SOURCE PASSAGE
================

Thank you for being a vulnerable leader.
Thank you for standing in front of a crowd and being honest about yourself. Thank you for opening a door to a place you could have kept entirely secret. Thank you for letting us in. It wasn’t easy.
You didn’t celebrate your weakness, you just refused to hide it.
You didn’t hide behind feigned vulnerability, it was real and it was you.
We don’t get that very much. But we need it.
Thank you for showing us what courage looks like. We’ve had a lot of stoic over the years and it’s lost momentum. We’ve had the “never let them see you sweat” leaders and they seem, well, superhuman. We don’t connect. We don’t relate.
Thank you for going to a place that you didn’t have to go and for taking us with you. For too long, the rift has been so big. The distance between us and them has been cosmic. We can’t be like them. So we don’t try.

================

DATA SEGMENT
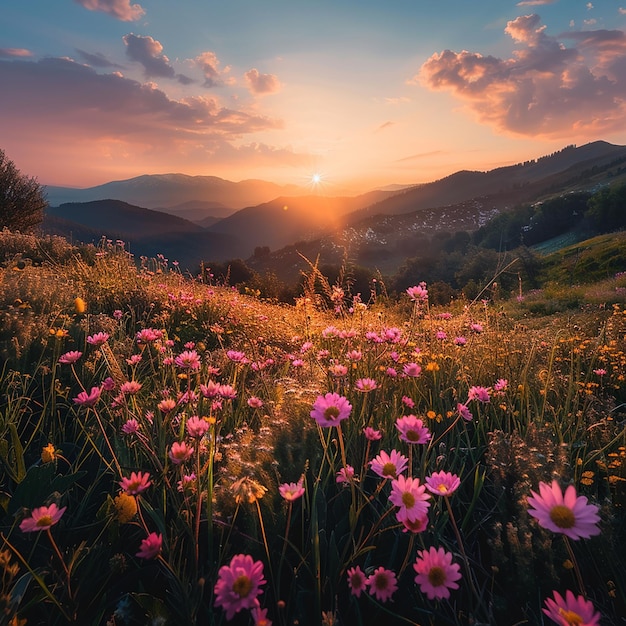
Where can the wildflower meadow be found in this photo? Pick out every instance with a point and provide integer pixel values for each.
(176, 452)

================

EXERCISE DESCRIPTION
Rewrite the passage thanking a vulnerable leader, starting at "Thank you for being" and ending at "It wasn’t easy.", and swap "door" for "window".

THE ANSWER
Thank you for being a vulnerable leader.
Thank you for standing in front of a crowd and being honest about yourself. Thank you for opening a window to a place you could have kept entirely secret. Thank you for letting us in. It wasn’t easy.